# OBJECTIVE
Reproduce exactly the line in which "For each instance of the dark storm" occurs and all the lines after it, ending with the last line.
--- START SOURCE MATERIAL ---
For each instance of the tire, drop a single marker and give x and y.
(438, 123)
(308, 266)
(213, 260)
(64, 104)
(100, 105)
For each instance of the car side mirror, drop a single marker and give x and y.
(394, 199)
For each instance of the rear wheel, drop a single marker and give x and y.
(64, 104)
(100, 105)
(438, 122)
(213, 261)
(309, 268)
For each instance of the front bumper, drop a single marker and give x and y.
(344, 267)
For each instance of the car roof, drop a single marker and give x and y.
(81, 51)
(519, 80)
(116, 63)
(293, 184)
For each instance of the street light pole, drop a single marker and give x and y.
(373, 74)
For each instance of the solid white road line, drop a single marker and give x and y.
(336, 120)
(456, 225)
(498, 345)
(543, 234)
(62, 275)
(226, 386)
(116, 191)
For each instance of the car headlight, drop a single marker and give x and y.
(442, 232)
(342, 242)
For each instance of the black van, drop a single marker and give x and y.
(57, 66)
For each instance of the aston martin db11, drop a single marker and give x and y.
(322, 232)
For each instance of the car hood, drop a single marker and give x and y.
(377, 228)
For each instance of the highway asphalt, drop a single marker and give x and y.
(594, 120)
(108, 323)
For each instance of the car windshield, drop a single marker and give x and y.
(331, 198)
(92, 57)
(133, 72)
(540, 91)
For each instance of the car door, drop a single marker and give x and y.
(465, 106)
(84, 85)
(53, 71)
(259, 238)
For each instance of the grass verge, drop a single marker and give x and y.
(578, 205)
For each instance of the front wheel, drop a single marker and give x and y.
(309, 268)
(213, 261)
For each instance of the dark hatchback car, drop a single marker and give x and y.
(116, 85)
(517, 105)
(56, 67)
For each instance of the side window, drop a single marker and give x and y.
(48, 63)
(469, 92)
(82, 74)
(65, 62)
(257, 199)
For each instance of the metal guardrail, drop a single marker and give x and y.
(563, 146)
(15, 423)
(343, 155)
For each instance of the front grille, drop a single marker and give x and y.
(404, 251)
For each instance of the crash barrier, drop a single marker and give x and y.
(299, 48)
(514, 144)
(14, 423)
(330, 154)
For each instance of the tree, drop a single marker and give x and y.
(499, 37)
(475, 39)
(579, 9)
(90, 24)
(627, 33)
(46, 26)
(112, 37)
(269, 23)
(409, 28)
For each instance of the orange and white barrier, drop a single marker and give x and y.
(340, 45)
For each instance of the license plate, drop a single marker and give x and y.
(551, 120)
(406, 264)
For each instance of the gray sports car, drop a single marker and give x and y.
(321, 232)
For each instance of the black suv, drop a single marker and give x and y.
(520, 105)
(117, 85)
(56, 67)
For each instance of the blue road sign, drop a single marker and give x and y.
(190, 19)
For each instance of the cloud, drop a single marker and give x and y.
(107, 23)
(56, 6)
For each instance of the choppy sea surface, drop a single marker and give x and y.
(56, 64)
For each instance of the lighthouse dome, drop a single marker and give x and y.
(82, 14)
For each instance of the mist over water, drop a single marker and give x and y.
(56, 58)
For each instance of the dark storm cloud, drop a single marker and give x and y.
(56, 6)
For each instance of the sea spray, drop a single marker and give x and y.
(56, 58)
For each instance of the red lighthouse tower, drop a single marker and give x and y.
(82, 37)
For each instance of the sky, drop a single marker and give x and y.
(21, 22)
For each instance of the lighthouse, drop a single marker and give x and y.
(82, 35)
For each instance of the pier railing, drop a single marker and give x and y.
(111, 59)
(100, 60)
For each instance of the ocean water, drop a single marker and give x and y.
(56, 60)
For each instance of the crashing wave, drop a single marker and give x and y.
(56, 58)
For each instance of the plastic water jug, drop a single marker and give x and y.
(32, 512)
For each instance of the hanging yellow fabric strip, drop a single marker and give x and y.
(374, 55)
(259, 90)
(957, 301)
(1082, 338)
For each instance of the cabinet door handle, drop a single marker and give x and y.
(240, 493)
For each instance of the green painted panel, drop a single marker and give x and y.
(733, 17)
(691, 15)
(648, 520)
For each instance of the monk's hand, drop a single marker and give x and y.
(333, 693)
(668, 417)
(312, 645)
--- END SOURCE MATERIAL ---
# FULL OUTPUT
For each instance of the dark storm cloud, drop a single marker and give x and y.
(56, 6)
For each instance of the sea spray, drop a single marker and give x and y.
(56, 58)
For each instance of the red lighthouse tower, drop a single marker and give x and y.
(82, 37)
For each instance of the sky, drop a single marker and give x and y.
(21, 22)
For each instance of the lighthouse, drop a single marker and give x and y.
(82, 35)
For each instance of the pier railing, drop a single marker and give x and y.
(111, 59)
(100, 60)
For each instance of the ocean water, drop a single marker and give x and y.
(56, 60)
For each instance of the crashing wave, drop a single marker and give x and y.
(56, 58)
For each instance of the plastic water jug, drop a single marker and give x and y.
(32, 512)
For each instance of the hanging yellow fabric strip, drop a single marker and give x and y.
(374, 55)
(259, 90)
(957, 301)
(1082, 338)
For each instance of the cabinet door handle, drop a single marker and give x and y.
(240, 493)
For each instance of the green painted panel, drop a single marker and give x and y.
(733, 17)
(691, 15)
(648, 520)
For each instance of the monk's hand, drop a single marker and give x and y.
(333, 693)
(668, 417)
(312, 645)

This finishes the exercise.